Sunday, November 6, 2011

Review of Steve Jobs Biography and the iPhone 4s

I just finished the Steve Jobs bio by Walter Isaacson. This has been reviewed to death already so I'll make just a few new observations.

First, Jobs was worth less than $10 billion (which is #39 in the U.S.) despite having created the most valuable company in the world by market cap, and also having cleared several billion in the sale of Pixar to Disney in 2006. Jobs was oddly unmotivated by money - perhaps because he became rich at such a young age. He could have been much richer, for example when Larry Ellison offered to back him in taking Apple private.

Something else odd about Jobs was that he lacked appreciation for science. This is obvious in his fad diets and reluctance to properly treat his illness, but also reflected in his form above function mentality. For example, he liked to design a case for a product before thinking about components that would go inside. The puzzle is how that could have resulted in phenomenal products like the iPhone.

But I can remember when the Macintosh and Apple software were really frustrating to use. Their office suite was a joke for years and the Mac OS X user interface is laughable. The Jobs fanaticism - leaving fans out of computers - resulted in his fair share of clunkers.

I wonder to what extent the recent string of successes resulted from the Jobs design genius finally being paired with competent "function" people, or technologies that allowed his ideas to be implemented in workable fashion? I give the book a 4/5.

The new iPhone 4s is fantastic. It is much much faster than a 3G thanks to the new dual-core processor and quadrupled RAM. The Siri voice recognition is surprisingly good although I don't find that feature especially useful in practice. The camera quality (and speed) is much better and the display is fantastic. This is a 5/5.


Eric said...

The puzzle is how that could have resulted in phenomenal products like the iPhone.

AAPL has very good engineers to fill the space inside the package; that fact should go a long way toward solving the 'puzzle'.

This product quality has produced a legion of very loyal customers.

AAPL's skillful marketing has taken advantage of all that, projecting and protecting the cache of the AAPL brand, which helps to command premium prices.

By all appearances AAPL has top notch supply chain and vendor management -- meaning it preserves high margins.

It's just a very well run company.

CP said...

I should've talked more in this review about what an unstable jerk Jobs was.

The story of how he responded (irrationally) to his disease and the story of his first daughter are instructive:

CP said...

"Bill Burr Doesn't Believe The Steve Jobs Hype - CONAN on TBS"

CP said...

Looking back, there are some more themes I should've mentioned in this review:

* Many, many anecdotes by people who knew SJ that demonstrate sociopathic behavior. For example, a friend from the late 70s said "He could be very engaged with you in one moment, but then very disengaged. There was a side to him that was frighteningly cold."

EXTRACTED MATERIAL
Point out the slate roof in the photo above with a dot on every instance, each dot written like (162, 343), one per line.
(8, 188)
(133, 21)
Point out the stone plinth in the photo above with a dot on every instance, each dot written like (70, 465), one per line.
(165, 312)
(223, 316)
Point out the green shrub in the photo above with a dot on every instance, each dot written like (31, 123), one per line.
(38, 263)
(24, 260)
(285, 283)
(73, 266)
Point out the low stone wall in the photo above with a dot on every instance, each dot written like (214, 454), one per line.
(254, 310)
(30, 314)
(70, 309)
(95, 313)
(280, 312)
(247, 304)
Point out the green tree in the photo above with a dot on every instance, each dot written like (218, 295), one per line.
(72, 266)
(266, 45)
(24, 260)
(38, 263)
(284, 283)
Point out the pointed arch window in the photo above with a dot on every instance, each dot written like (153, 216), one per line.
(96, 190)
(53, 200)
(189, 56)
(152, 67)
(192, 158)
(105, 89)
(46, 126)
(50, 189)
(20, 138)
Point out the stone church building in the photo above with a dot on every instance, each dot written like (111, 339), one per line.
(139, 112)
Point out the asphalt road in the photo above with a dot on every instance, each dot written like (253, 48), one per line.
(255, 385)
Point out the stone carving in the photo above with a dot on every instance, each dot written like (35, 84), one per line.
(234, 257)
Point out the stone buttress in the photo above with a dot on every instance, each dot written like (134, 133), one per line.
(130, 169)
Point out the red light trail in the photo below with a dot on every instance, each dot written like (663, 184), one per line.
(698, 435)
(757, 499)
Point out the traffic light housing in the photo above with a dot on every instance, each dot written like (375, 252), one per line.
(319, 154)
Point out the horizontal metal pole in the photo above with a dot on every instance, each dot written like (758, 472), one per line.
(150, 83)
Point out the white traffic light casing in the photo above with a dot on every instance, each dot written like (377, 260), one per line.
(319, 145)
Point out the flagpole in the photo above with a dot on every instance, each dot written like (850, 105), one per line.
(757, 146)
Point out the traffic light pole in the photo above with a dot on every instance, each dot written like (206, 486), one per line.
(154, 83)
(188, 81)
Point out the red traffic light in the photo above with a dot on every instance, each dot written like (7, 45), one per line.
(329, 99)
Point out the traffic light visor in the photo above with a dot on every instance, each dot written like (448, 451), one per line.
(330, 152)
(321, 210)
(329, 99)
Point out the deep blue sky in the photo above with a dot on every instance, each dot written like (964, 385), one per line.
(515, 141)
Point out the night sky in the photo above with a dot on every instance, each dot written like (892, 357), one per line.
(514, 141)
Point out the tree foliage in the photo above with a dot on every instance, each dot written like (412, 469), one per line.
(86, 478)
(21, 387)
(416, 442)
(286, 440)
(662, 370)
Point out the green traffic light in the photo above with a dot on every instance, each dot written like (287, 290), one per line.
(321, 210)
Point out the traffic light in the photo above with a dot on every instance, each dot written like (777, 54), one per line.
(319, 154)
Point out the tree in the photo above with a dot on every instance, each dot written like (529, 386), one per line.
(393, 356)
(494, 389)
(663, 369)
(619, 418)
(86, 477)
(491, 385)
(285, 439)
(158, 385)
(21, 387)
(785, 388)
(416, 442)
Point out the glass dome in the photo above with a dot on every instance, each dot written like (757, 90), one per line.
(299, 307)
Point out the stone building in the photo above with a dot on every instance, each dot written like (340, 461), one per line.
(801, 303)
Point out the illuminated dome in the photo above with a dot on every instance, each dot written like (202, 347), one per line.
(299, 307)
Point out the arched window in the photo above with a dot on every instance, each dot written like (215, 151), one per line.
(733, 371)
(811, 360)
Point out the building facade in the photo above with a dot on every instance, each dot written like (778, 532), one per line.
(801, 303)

PARTS OF THE EXERCISE
a: List each feature of the iPhone 4s that the blog post mentions.
b: According to the blog post, in what year did Jobs sell Pixar to Disney?
c: Copy the stretch of the blog post from "AAPL has very" through "well run company.".

RESULTS
a:
- Dual-core processor
- Quadrupled RAM
- Siri voice recognition
- Camera (quality and speed)
- Display

b: 2006

c:
AAPL has very good engineers to fill the space inside the package; that fact should go a long way toward solving the 'puzzle'.

This product quality has produced a legion of very loyal customers.

AAPL's skillful marketing has taken advantage of all that, projecting and protecting the cache of the AAPL brand, which helps to command premium prices.

By all appearances AAPL has top notch supply chain and vendor management -- meaning it preserves high margins.

It's just a very well run company.